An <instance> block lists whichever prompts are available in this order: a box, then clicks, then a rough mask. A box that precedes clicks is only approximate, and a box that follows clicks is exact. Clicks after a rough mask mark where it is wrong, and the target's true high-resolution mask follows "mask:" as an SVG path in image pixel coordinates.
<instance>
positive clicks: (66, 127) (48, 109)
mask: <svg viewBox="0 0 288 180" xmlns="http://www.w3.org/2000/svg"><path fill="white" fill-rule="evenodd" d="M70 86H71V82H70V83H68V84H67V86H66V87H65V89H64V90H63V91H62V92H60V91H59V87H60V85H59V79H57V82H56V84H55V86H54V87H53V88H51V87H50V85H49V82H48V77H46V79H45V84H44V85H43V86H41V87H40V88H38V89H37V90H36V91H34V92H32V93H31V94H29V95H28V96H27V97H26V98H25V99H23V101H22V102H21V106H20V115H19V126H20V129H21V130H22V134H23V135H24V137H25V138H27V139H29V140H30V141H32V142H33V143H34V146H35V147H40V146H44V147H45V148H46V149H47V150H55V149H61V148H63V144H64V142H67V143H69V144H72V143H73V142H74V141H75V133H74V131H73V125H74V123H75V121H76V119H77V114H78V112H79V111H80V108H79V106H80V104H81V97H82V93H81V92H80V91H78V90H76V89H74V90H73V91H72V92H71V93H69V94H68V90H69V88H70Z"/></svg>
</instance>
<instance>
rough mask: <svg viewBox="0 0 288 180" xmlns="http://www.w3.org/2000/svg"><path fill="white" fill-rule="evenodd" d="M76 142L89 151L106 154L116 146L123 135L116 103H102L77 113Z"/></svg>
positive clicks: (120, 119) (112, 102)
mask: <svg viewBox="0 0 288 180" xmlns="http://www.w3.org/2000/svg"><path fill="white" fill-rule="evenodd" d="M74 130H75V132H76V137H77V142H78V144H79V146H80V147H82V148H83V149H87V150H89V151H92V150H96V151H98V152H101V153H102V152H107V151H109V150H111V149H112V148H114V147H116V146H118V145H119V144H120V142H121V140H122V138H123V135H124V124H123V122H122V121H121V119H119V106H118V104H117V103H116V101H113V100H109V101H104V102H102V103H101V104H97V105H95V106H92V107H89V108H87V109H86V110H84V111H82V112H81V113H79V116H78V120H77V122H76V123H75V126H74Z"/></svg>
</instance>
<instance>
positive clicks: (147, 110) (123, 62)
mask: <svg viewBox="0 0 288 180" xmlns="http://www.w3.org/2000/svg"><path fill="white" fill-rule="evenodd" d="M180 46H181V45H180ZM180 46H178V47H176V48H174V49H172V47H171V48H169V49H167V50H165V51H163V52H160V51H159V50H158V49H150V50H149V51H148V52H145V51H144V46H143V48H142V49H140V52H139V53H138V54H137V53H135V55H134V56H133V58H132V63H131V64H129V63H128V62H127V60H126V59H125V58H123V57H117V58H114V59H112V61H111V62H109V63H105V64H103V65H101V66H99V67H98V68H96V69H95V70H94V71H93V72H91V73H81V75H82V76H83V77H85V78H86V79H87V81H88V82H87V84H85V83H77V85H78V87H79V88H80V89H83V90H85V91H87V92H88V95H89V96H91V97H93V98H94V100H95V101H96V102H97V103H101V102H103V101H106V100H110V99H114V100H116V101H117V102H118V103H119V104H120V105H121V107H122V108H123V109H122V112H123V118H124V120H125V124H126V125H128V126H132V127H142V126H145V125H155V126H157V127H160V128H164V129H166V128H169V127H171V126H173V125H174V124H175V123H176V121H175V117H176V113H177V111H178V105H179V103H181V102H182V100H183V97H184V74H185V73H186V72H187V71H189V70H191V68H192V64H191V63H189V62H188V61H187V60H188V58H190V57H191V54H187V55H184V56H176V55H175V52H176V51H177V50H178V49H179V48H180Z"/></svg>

--------------------------------

● How to complete this task:
Every entry shown above is to be written out exactly.

● Result:
An <instance> block lists whichever prompts are available in this order: a box, then clicks, then a rough mask. A box that precedes clicks is only approximate, and a box that follows clicks is exact. Clicks after a rough mask mark where it is wrong, and the target's true high-resolution mask follows "mask:" as an SVG path in image pixel coordinates.
<instance>
positive clicks: (66, 127) (48, 109)
mask: <svg viewBox="0 0 288 180" xmlns="http://www.w3.org/2000/svg"><path fill="white" fill-rule="evenodd" d="M70 86H71V82H70V83H68V84H67V86H66V87H65V89H64V90H63V91H62V92H60V91H59V87H60V85H59V79H57V82H56V84H55V86H54V87H53V88H51V87H50V85H49V82H48V77H46V79H45V84H44V85H43V86H41V87H40V88H38V89H37V90H36V91H34V92H32V93H31V94H29V95H28V96H27V97H26V98H25V99H23V101H22V102H21V106H20V115H19V126H20V129H21V130H22V134H23V135H24V137H25V138H27V139H29V140H30V141H32V142H33V143H34V146H35V147H40V146H44V147H45V148H46V149H47V150H55V149H61V148H63V144H64V142H67V143H69V144H72V143H73V142H74V141H75V133H74V131H73V125H74V123H75V121H76V119H77V114H78V112H79V111H80V108H79V106H80V104H81V97H82V93H81V92H80V91H78V90H76V89H74V90H73V91H72V92H71V93H69V94H68V90H69V88H70Z"/></svg>
</instance>
<instance>
rough mask: <svg viewBox="0 0 288 180" xmlns="http://www.w3.org/2000/svg"><path fill="white" fill-rule="evenodd" d="M76 142L89 151L106 154L116 146L123 135L116 103H102L77 113Z"/></svg>
positive clicks: (120, 119) (112, 102)
mask: <svg viewBox="0 0 288 180" xmlns="http://www.w3.org/2000/svg"><path fill="white" fill-rule="evenodd" d="M74 130H75V132H76V137H77V142H78V144H79V146H80V147H82V148H83V149H87V150H89V151H92V150H96V151H98V152H101V153H102V152H107V151H109V150H111V149H112V148H114V147H116V146H118V145H119V144H120V142H121V140H122V138H123V135H124V124H123V122H122V121H121V119H119V106H118V104H117V103H116V101H113V100H109V101H104V102H102V103H101V104H97V105H95V106H92V107H89V108H87V109H86V110H84V111H82V112H81V113H79V116H78V120H77V122H76V123H75V126H74Z"/></svg>
</instance>
<instance>
positive clicks: (147, 110) (123, 62)
mask: <svg viewBox="0 0 288 180" xmlns="http://www.w3.org/2000/svg"><path fill="white" fill-rule="evenodd" d="M180 46H181V45H180ZM180 46H178V47H176V48H174V49H172V47H171V48H169V49H167V50H165V51H163V52H160V51H159V50H158V49H150V50H149V51H148V52H145V51H144V46H143V48H142V49H140V52H139V53H138V54H137V53H135V55H134V56H133V58H132V63H131V64H129V63H128V62H127V60H126V59H125V58H123V57H117V58H114V59H112V61H111V62H109V63H105V64H103V65H101V66H99V67H98V68H96V69H95V70H94V71H93V72H91V73H81V75H82V76H83V77H85V78H86V79H87V81H88V82H87V84H85V83H77V85H78V87H79V88H80V89H83V90H85V91H87V92H88V95H89V96H91V97H93V98H94V100H95V101H96V102H97V103H101V102H103V101H106V100H110V99H114V100H116V101H117V102H118V103H119V104H120V105H121V107H122V108H123V109H122V112H123V118H124V120H125V124H126V125H128V126H132V127H142V126H145V125H155V126H157V127H160V128H164V129H166V128H169V127H171V126H173V125H174V124H175V123H176V121H175V117H176V113H177V111H178V105H179V103H181V102H182V100H183V97H184V74H185V73H186V72H187V71H189V70H191V68H192V64H191V63H189V62H188V61H187V60H188V58H190V57H191V54H187V55H184V56H176V55H175V52H176V51H177V50H178V49H179V48H180Z"/></svg>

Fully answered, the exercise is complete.